━━━━━ Dataset excerpts
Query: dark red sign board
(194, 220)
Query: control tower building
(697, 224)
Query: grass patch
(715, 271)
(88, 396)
━━━━━━━━━━
Set down nothing but the lines from the one containing "Query: control tower building" through the final line above, exactly as written.

§ Your solution:
Query: control tower building
(697, 224)
Query: grass patch
(715, 271)
(88, 396)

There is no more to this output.